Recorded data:
◇ ◇ ◇

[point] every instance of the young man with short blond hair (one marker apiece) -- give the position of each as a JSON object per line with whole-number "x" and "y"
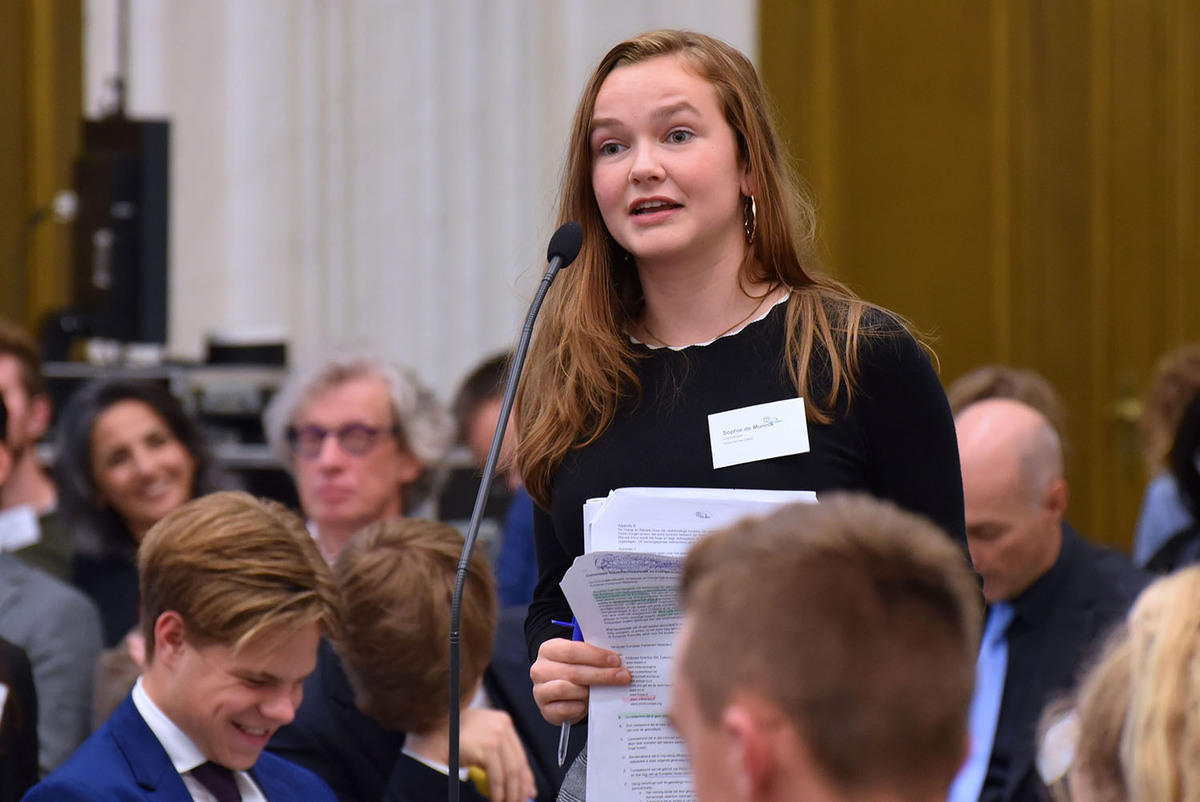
{"x": 235, "y": 598}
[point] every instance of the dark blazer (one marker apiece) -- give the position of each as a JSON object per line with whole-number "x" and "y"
{"x": 1060, "y": 623}
{"x": 331, "y": 737}
{"x": 346, "y": 747}
{"x": 124, "y": 760}
{"x": 414, "y": 782}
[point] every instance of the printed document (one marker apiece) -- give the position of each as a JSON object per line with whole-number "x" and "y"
{"x": 624, "y": 594}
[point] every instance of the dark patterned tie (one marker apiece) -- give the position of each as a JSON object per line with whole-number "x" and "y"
{"x": 220, "y": 782}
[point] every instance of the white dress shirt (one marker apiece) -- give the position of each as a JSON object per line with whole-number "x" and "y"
{"x": 184, "y": 754}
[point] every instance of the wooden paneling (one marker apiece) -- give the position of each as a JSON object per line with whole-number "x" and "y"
{"x": 41, "y": 102}
{"x": 12, "y": 156}
{"x": 1020, "y": 179}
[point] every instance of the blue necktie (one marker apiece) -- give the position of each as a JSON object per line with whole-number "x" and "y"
{"x": 220, "y": 782}
{"x": 990, "y": 669}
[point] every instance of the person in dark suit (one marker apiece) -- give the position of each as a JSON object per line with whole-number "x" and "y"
{"x": 363, "y": 438}
{"x": 18, "y": 723}
{"x": 59, "y": 629}
{"x": 235, "y": 599}
{"x": 857, "y": 689}
{"x": 1060, "y": 593}
{"x": 396, "y": 579}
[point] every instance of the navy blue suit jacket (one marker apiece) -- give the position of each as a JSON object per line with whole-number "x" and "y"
{"x": 351, "y": 752}
{"x": 1062, "y": 620}
{"x": 124, "y": 760}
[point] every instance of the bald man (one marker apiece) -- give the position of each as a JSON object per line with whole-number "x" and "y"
{"x": 1061, "y": 592}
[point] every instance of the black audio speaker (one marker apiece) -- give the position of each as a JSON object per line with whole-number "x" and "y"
{"x": 120, "y": 247}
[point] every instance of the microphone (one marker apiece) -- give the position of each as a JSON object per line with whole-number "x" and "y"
{"x": 564, "y": 246}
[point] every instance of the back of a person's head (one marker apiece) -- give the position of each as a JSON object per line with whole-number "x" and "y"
{"x": 1102, "y": 706}
{"x": 1017, "y": 383}
{"x": 233, "y": 566}
{"x": 484, "y": 383}
{"x": 18, "y": 343}
{"x": 1175, "y": 383}
{"x": 1161, "y": 743}
{"x": 396, "y": 579}
{"x": 858, "y": 621}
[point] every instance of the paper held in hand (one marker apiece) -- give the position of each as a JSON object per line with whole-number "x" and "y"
{"x": 624, "y": 596}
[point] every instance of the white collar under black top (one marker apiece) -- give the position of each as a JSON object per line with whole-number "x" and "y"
{"x": 732, "y": 331}
{"x": 184, "y": 754}
{"x": 18, "y": 527}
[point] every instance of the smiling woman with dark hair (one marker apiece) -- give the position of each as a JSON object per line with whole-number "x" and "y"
{"x": 127, "y": 455}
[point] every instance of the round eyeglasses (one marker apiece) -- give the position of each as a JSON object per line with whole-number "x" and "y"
{"x": 353, "y": 438}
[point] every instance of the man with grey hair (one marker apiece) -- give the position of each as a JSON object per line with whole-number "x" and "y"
{"x": 364, "y": 440}
{"x": 1051, "y": 594}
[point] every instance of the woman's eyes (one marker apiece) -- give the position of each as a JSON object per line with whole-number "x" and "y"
{"x": 117, "y": 458}
{"x": 675, "y": 137}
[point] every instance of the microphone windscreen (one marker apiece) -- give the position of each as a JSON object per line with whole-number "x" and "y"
{"x": 565, "y": 243}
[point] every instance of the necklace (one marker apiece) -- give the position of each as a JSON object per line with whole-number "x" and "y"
{"x": 663, "y": 343}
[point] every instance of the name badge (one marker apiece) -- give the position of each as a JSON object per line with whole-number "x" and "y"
{"x": 759, "y": 432}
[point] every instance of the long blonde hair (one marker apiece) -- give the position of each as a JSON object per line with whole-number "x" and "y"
{"x": 581, "y": 361}
{"x": 1161, "y": 746}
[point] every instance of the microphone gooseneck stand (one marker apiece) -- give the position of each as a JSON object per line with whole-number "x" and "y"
{"x": 564, "y": 246}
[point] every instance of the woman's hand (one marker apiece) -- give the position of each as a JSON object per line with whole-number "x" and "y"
{"x": 563, "y": 674}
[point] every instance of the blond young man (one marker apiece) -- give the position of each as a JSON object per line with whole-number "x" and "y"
{"x": 235, "y": 597}
{"x": 29, "y": 520}
{"x": 396, "y": 579}
{"x": 827, "y": 656}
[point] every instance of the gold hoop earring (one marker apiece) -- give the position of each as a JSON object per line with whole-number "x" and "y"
{"x": 751, "y": 220}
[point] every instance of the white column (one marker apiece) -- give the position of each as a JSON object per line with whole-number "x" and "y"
{"x": 377, "y": 172}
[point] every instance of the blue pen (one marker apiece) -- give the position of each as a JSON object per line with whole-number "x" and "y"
{"x": 565, "y": 735}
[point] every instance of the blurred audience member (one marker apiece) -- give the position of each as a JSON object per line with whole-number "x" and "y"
{"x": 237, "y": 598}
{"x": 1051, "y": 594}
{"x": 127, "y": 455}
{"x": 477, "y": 413}
{"x": 364, "y": 441}
{"x": 59, "y": 629}
{"x": 858, "y": 689}
{"x": 29, "y": 520}
{"x": 1017, "y": 383}
{"x": 18, "y": 724}
{"x": 396, "y": 580}
{"x": 1164, "y": 513}
{"x": 1139, "y": 707}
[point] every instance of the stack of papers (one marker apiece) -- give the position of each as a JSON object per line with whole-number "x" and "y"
{"x": 624, "y": 594}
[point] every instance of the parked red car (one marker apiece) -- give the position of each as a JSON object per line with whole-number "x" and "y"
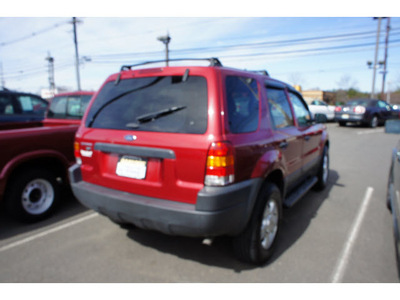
{"x": 199, "y": 151}
{"x": 35, "y": 157}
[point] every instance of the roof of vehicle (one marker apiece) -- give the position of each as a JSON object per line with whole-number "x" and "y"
{"x": 7, "y": 91}
{"x": 213, "y": 63}
{"x": 76, "y": 93}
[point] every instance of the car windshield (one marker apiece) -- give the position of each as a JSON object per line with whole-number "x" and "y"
{"x": 364, "y": 103}
{"x": 160, "y": 104}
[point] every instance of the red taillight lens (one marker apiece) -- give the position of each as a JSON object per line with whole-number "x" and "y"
{"x": 220, "y": 168}
{"x": 359, "y": 109}
{"x": 77, "y": 153}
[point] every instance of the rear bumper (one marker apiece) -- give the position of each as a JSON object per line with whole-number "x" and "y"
{"x": 354, "y": 118}
{"x": 218, "y": 211}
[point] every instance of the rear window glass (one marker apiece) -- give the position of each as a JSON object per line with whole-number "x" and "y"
{"x": 68, "y": 107}
{"x": 160, "y": 104}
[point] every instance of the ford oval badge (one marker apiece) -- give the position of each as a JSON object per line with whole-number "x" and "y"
{"x": 130, "y": 137}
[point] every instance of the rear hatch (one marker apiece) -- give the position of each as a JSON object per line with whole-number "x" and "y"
{"x": 147, "y": 133}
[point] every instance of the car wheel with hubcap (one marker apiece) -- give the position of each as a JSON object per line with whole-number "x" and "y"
{"x": 257, "y": 242}
{"x": 33, "y": 195}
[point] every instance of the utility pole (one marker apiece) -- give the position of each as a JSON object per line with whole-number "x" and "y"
{"x": 386, "y": 55}
{"x": 78, "y": 79}
{"x": 52, "y": 85}
{"x": 165, "y": 39}
{"x": 3, "y": 83}
{"x": 376, "y": 57}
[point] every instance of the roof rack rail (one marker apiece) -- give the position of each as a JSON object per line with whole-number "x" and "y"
{"x": 214, "y": 62}
{"x": 263, "y": 72}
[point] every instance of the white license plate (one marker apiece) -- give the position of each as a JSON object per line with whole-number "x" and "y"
{"x": 132, "y": 167}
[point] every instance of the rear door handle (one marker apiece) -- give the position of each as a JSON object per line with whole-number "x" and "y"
{"x": 283, "y": 145}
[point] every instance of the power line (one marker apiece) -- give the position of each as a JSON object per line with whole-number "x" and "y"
{"x": 33, "y": 34}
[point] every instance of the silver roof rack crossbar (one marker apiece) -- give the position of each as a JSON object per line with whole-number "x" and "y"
{"x": 214, "y": 62}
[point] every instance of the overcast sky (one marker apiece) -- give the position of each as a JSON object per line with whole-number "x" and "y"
{"x": 315, "y": 52}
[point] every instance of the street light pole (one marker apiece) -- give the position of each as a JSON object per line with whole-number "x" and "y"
{"x": 386, "y": 55}
{"x": 376, "y": 58}
{"x": 78, "y": 79}
{"x": 165, "y": 40}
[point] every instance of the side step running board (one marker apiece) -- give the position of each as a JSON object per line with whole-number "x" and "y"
{"x": 299, "y": 192}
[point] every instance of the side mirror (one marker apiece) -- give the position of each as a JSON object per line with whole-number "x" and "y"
{"x": 392, "y": 126}
{"x": 320, "y": 118}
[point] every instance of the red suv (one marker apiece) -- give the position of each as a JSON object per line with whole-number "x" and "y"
{"x": 199, "y": 151}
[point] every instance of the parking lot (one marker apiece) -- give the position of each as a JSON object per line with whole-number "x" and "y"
{"x": 342, "y": 234}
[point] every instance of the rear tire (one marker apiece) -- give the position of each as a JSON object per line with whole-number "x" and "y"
{"x": 32, "y": 195}
{"x": 257, "y": 242}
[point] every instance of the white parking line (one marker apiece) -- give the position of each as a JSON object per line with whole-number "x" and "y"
{"x": 370, "y": 131}
{"x": 344, "y": 257}
{"x": 47, "y": 232}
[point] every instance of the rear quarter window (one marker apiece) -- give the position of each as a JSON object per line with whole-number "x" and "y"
{"x": 159, "y": 104}
{"x": 243, "y": 104}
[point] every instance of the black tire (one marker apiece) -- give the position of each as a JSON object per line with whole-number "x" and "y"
{"x": 32, "y": 195}
{"x": 323, "y": 171}
{"x": 257, "y": 242}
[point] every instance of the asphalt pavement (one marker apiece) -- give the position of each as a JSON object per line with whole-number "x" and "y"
{"x": 342, "y": 234}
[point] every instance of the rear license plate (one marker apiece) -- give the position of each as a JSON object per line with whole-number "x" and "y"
{"x": 132, "y": 167}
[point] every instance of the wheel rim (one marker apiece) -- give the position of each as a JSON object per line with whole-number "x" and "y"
{"x": 37, "y": 196}
{"x": 269, "y": 224}
{"x": 325, "y": 168}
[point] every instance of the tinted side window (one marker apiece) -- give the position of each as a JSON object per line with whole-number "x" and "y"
{"x": 302, "y": 114}
{"x": 243, "y": 103}
{"x": 72, "y": 107}
{"x": 6, "y": 106}
{"x": 279, "y": 108}
{"x": 31, "y": 104}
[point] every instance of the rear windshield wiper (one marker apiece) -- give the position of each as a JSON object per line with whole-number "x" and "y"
{"x": 120, "y": 96}
{"x": 155, "y": 115}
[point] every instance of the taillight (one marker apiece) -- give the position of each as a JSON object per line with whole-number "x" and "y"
{"x": 77, "y": 153}
{"x": 220, "y": 168}
{"x": 359, "y": 109}
{"x": 82, "y": 150}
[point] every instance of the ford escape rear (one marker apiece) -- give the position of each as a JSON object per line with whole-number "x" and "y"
{"x": 199, "y": 151}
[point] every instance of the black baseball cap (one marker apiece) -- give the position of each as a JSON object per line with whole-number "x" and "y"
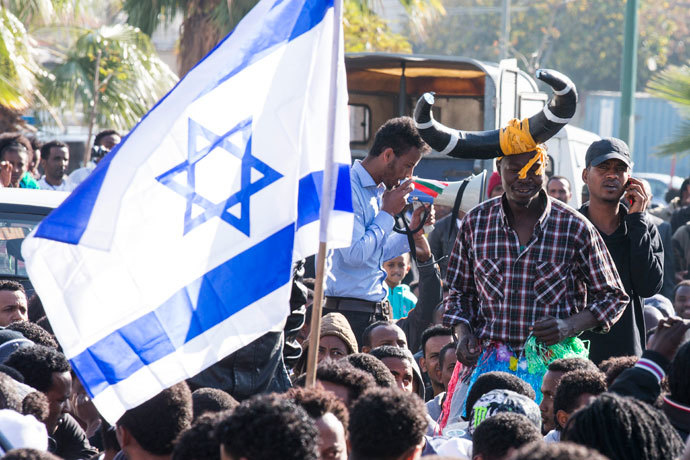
{"x": 608, "y": 148}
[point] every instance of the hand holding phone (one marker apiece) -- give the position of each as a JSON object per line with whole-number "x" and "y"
{"x": 636, "y": 196}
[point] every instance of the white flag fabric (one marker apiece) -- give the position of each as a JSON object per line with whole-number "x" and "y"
{"x": 178, "y": 249}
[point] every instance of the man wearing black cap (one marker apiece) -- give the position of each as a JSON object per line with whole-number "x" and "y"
{"x": 633, "y": 241}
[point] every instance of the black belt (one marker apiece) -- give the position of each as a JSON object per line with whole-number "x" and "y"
{"x": 359, "y": 305}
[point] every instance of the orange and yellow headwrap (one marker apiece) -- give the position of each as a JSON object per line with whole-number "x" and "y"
{"x": 515, "y": 139}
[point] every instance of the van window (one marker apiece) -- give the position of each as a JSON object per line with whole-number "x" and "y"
{"x": 360, "y": 123}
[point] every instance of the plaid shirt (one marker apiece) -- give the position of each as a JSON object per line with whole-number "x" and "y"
{"x": 500, "y": 289}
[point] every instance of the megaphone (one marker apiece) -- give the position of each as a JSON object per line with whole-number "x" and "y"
{"x": 460, "y": 196}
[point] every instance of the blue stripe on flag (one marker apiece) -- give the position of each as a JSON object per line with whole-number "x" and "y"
{"x": 309, "y": 195}
{"x": 193, "y": 310}
{"x": 277, "y": 29}
{"x": 68, "y": 222}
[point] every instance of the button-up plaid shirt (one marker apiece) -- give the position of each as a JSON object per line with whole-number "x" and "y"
{"x": 500, "y": 289}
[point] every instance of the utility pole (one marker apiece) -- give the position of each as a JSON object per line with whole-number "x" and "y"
{"x": 629, "y": 75}
{"x": 505, "y": 29}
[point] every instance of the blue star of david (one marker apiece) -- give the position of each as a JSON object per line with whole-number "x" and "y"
{"x": 247, "y": 186}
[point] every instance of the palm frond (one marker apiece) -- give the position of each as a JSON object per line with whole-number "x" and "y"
{"x": 673, "y": 84}
{"x": 17, "y": 66}
{"x": 131, "y": 76}
{"x": 148, "y": 14}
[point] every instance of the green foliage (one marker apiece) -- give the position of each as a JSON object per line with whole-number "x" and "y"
{"x": 364, "y": 29}
{"x": 131, "y": 76}
{"x": 583, "y": 39}
{"x": 17, "y": 66}
{"x": 673, "y": 84}
{"x": 149, "y": 14}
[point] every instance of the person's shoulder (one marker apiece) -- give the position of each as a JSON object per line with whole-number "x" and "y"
{"x": 564, "y": 211}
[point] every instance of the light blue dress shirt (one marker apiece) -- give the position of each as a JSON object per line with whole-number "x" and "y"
{"x": 358, "y": 270}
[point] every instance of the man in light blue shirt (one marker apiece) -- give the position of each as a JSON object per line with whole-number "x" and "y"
{"x": 377, "y": 195}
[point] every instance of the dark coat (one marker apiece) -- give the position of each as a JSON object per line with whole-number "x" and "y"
{"x": 260, "y": 366}
{"x": 442, "y": 239}
{"x": 430, "y": 295}
{"x": 638, "y": 253}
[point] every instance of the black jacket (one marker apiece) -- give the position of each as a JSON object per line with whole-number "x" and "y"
{"x": 442, "y": 239}
{"x": 430, "y": 295}
{"x": 69, "y": 440}
{"x": 638, "y": 253}
{"x": 260, "y": 366}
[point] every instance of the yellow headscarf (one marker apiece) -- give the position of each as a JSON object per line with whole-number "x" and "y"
{"x": 515, "y": 139}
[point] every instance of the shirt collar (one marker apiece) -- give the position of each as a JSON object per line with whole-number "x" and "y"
{"x": 542, "y": 219}
{"x": 363, "y": 175}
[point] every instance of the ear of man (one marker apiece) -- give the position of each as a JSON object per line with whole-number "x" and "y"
{"x": 422, "y": 364}
{"x": 562, "y": 417}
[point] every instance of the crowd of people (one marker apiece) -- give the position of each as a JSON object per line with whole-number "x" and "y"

◇ ◇ ◇

Output the rows unchanged, starting at the line that contains "[point] every instance of the yellow" and continuing through the last line of the rows.

[point] every instance of the yellow headscarf (one marker apiece) -- give the position of each as a JSON object per line with whole-number "x" and "y"
{"x": 515, "y": 139}
[point] every instance of the shirt collar (one marker apiece) -- give the position of each as a JSON object per line with whole-number "x" and "y"
{"x": 542, "y": 219}
{"x": 363, "y": 175}
[point] every instance of the ear of man (one marker apiece) -- give the position of each as a JSON object per line with whole-number "x" and "y"
{"x": 422, "y": 364}
{"x": 562, "y": 417}
[point] every instance of the crowd of people (one marker apiece) -- give the position of each as a JSON object per line with whole-number "x" and "y"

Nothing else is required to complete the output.